» **Task goal**
Pick up the essay on grieving after its last paragraph and write the next part.

» **Page text**
══════════

Liza Summer

This Is How You Grieve

Sleep in and take your time drinking coffee and making breakfast. It’s a rare treat to have a morning without meetings or deadlines. Download a good novel onto your phone for a long drive and head out the door. Go for a hike and enjoy the clear blue sunny skies and the warm sunshine on your face. 

Adventures, especially ones that are physically challenging, are therapeutic. Moving meditation. Feel your heart pounding, legs and lungs working, hearing the heavy breathing and feeling sweat pouring down your face and body. The mind is focused only on the task at hand, aware of being alive and the blood pumping through every vein. There’s no better way to reframe the mind and move all the stuck energy around and out.

It takes something to make space for sadness. Just because someone isn’t grieving or mourning in the way you think they should doesn’t mean that they’re not grieving. Everyone has a different way of processing, whether it’s through crying, lashing out in anger, withdrawing, turning to food or substances, or moving the feelings physically through the body.

══════════

» **Entries shown**
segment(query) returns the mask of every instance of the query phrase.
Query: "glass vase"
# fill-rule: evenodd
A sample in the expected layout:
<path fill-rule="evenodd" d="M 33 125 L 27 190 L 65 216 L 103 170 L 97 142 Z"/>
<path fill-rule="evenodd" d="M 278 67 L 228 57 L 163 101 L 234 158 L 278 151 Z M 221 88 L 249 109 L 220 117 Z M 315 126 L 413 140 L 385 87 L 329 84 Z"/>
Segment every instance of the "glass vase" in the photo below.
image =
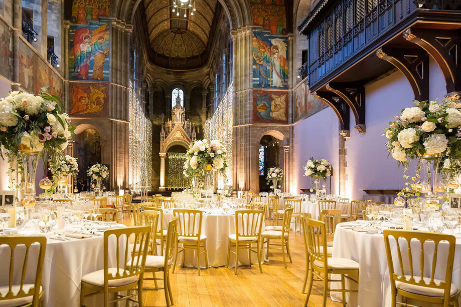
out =
<path fill-rule="evenodd" d="M 424 203 L 429 209 L 435 209 L 438 205 L 437 199 L 443 197 L 444 192 L 438 192 L 438 189 L 436 187 L 439 177 L 441 158 L 440 154 L 423 155 L 419 157 L 423 176 L 422 182 L 417 184 L 417 187 L 420 192 L 425 194 Z"/>
<path fill-rule="evenodd" d="M 37 203 L 35 191 L 35 174 L 41 151 L 33 150 L 28 146 L 20 145 L 19 153 L 23 168 L 23 198 L 21 204 L 25 210 L 25 218 L 20 227 L 30 220 L 31 211 Z"/>

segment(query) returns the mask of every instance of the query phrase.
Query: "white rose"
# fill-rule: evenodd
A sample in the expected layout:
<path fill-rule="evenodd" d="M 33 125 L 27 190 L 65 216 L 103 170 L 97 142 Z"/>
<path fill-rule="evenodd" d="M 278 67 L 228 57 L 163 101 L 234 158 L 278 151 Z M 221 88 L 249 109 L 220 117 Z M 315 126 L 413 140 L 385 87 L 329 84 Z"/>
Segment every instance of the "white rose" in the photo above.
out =
<path fill-rule="evenodd" d="M 400 146 L 405 148 L 411 148 L 413 147 L 411 145 L 412 143 L 419 140 L 419 136 L 416 134 L 416 130 L 414 128 L 409 128 L 399 132 L 397 139 Z"/>
<path fill-rule="evenodd" d="M 422 124 L 421 126 L 421 129 L 424 130 L 425 132 L 431 132 L 435 130 L 435 124 L 432 123 L 432 122 L 425 121 L 424 123 Z"/>
<path fill-rule="evenodd" d="M 445 119 L 448 122 L 446 126 L 448 128 L 455 128 L 461 126 L 461 113 L 456 109 L 448 108 L 446 109 L 448 113 Z"/>
<path fill-rule="evenodd" d="M 426 114 L 418 107 L 407 108 L 402 112 L 400 119 L 409 123 L 419 122 L 426 116 Z"/>
<path fill-rule="evenodd" d="M 436 133 L 427 138 L 422 143 L 426 149 L 426 154 L 434 155 L 443 152 L 446 149 L 448 140 L 443 134 Z"/>

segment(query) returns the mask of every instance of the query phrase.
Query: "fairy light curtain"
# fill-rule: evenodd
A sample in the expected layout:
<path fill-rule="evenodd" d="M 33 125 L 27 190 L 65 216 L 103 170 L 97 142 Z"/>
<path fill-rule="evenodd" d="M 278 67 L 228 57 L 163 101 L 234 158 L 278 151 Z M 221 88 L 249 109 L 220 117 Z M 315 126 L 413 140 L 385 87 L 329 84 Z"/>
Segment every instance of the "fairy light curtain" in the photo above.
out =
<path fill-rule="evenodd" d="M 152 186 L 152 123 L 144 115 L 129 82 L 128 183 L 130 188 Z"/>
<path fill-rule="evenodd" d="M 183 174 L 183 166 L 186 162 L 186 154 L 169 152 L 168 175 L 167 187 L 169 189 L 185 188 L 191 185 L 191 179 Z"/>
<path fill-rule="evenodd" d="M 205 124 L 204 134 L 205 138 L 208 140 L 219 140 L 227 149 L 227 165 L 226 175 L 227 177 L 227 185 L 224 182 L 222 176 L 218 176 L 218 189 L 231 190 L 232 188 L 232 143 L 233 134 L 232 125 L 234 122 L 234 112 L 232 105 L 232 93 L 234 91 L 233 82 L 231 83 L 226 94 L 214 114 Z"/>

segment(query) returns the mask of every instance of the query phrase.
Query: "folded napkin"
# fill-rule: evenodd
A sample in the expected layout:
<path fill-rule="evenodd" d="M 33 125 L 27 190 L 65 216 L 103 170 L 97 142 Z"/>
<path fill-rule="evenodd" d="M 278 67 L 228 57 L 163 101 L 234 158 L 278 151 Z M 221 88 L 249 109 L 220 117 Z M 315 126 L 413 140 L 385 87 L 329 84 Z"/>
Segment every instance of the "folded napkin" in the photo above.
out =
<path fill-rule="evenodd" d="M 357 231 L 358 232 L 366 232 L 367 231 L 378 231 L 378 228 L 374 228 L 373 227 L 367 227 L 365 228 L 352 228 L 352 230 L 354 231 Z"/>
<path fill-rule="evenodd" d="M 86 239 L 86 238 L 91 238 L 92 235 L 89 233 L 81 233 L 76 232 L 74 233 L 66 233 L 65 236 L 69 238 L 74 238 L 75 239 Z"/>

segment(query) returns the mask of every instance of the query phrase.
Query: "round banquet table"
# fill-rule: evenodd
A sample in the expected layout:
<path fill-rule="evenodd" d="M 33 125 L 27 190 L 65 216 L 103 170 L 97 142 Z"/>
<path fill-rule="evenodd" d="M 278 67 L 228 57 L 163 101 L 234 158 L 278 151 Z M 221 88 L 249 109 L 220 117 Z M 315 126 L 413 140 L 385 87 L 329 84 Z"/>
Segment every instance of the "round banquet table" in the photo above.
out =
<path fill-rule="evenodd" d="M 168 228 L 168 222 L 173 217 L 172 211 L 164 209 L 163 229 Z M 240 223 L 239 223 L 240 224 Z M 261 231 L 264 229 L 263 221 Z M 227 250 L 229 246 L 229 235 L 235 233 L 235 216 L 232 213 L 219 213 L 212 212 L 208 214 L 203 212 L 202 219 L 202 234 L 207 236 L 207 249 L 208 252 L 208 264 L 210 266 L 224 266 L 227 262 Z M 256 244 L 254 248 L 256 249 Z M 201 251 L 203 249 L 201 249 Z M 232 247 L 232 250 L 235 250 Z M 265 255 L 265 249 L 263 250 L 261 261 L 263 261 Z M 196 251 L 192 249 L 186 250 L 186 256 L 185 265 L 186 266 L 197 267 Z M 184 252 L 180 254 L 177 264 L 181 264 Z M 239 252 L 239 265 L 248 265 L 250 262 L 248 252 L 247 250 L 240 249 Z M 200 267 L 205 267 L 205 254 L 200 255 Z M 252 253 L 251 260 L 253 263 L 257 263 L 256 254 Z M 231 253 L 229 259 L 229 267 L 234 267 L 235 265 L 235 255 Z"/>
<path fill-rule="evenodd" d="M 358 221 L 359 223 L 362 221 Z M 389 268 L 387 265 L 387 258 L 386 254 L 386 248 L 384 246 L 384 238 L 382 234 L 366 233 L 365 232 L 358 232 L 352 229 L 345 228 L 341 226 L 339 224 L 336 227 L 335 232 L 335 238 L 333 242 L 333 257 L 340 257 L 351 259 L 359 262 L 359 284 L 358 293 L 348 294 L 348 306 L 360 307 L 388 307 L 391 305 L 391 295 L 390 278 L 389 274 Z M 456 248 L 455 249 L 454 262 L 453 267 L 453 275 L 451 282 L 461 289 L 461 236 L 456 235 Z M 392 246 L 393 239 L 390 243 Z M 427 243 L 426 243 L 427 244 Z M 396 247 L 393 244 L 393 250 L 395 253 L 394 263 L 398 265 L 398 260 L 397 257 Z M 439 259 L 446 259 L 447 244 L 445 244 L 445 248 L 443 248 L 443 243 L 440 243 L 437 256 L 437 263 L 436 269 L 436 278 L 444 279 L 446 266 L 442 264 Z M 405 245 L 406 246 L 406 245 Z M 433 245 L 432 245 L 433 246 Z M 418 245 L 415 246 L 414 249 L 412 250 L 419 251 Z M 430 271 L 432 264 L 431 258 L 433 253 L 433 247 L 431 248 L 425 245 L 425 263 L 426 263 L 425 272 Z M 430 256 L 429 256 L 430 255 Z M 417 262 L 415 261 L 415 256 L 417 258 Z M 405 259 L 405 256 L 403 259 Z M 414 271 L 419 272 L 419 253 L 414 253 L 413 261 Z M 429 258 L 430 260 L 428 260 Z M 406 256 L 406 262 L 408 263 L 408 256 Z M 404 263 L 405 260 L 404 260 Z M 398 267 L 395 268 L 396 271 L 400 271 Z M 405 272 L 407 273 L 407 272 Z M 416 273 L 415 273 L 416 274 Z M 341 287 L 340 283 L 332 283 L 332 288 Z M 350 283 L 348 283 L 347 286 L 351 287 Z M 338 287 L 336 288 L 336 287 Z M 335 300 L 341 301 L 341 294 L 340 292 L 332 292 L 332 297 Z M 461 302 L 461 299 L 458 300 Z M 411 302 L 409 300 L 409 303 Z M 418 305 L 428 306 L 419 301 L 414 301 Z"/>
<path fill-rule="evenodd" d="M 123 225 L 123 227 L 125 226 Z M 32 230 L 29 232 L 30 234 L 35 233 Z M 102 234 L 102 232 L 99 233 Z M 104 268 L 103 238 L 103 235 L 93 235 L 85 239 L 69 238 L 70 240 L 59 241 L 47 237 L 41 282 L 44 291 L 43 306 L 80 306 L 82 276 Z M 0 242 L 1 239 L 0 235 Z M 115 241 L 113 244 L 109 243 L 109 265 L 114 266 L 116 264 Z M 120 245 L 120 247 L 123 246 L 124 243 Z M 34 283 L 35 269 L 30 266 L 37 263 L 38 248 L 34 250 L 34 247 L 38 247 L 33 246 L 31 248 L 26 283 Z M 120 259 L 122 259 L 124 254 L 124 250 L 124 250 L 124 248 L 120 248 Z M 15 277 L 15 280 L 20 278 L 24 250 L 22 253 L 19 248 L 15 249 L 14 272 L 17 277 Z M 10 254 L 9 247 L 6 245 L 0 247 L 0 263 L 3 263 L 0 265 L 0 284 L 8 283 Z M 101 306 L 103 304 L 102 295 L 86 298 L 85 304 L 89 306 Z"/>

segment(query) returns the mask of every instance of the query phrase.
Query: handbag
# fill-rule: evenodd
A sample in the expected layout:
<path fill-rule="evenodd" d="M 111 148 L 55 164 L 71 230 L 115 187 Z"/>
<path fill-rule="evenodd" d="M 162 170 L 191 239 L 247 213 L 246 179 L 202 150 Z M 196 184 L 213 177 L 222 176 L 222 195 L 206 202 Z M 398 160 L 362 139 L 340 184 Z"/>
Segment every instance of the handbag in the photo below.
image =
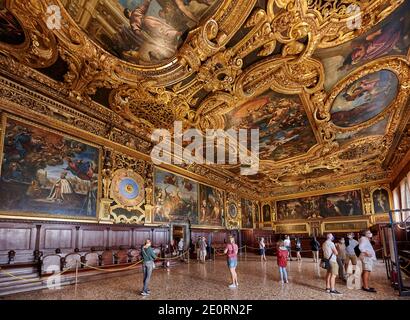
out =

══════════

» **Exercise answer**
By learning how to process events in a healthy way, so much empathy can be gained for how others show up and how you show up for others. Grace, space, and an ear (and a hug, let’s be honest) are the most valuable gifts to give. Aside from becoming great at giving to others, make sure you’re treating yourself the same way.

It’s not cold and heartless, it’s compartmentalizing and dissociating. Grieve out loud or don’t, but grief shows up however and whenever it chooses to, and when it does, it’s important to embrace and sit with it to heal… whether it’s with friends or family, in the shower, on a mountaintop, or in a corporate bathroom stall. Instead of viewing crying as a weakness, view it as a recalibration of the nervous system.

If there is progress and processing occurring, you’re doing it right.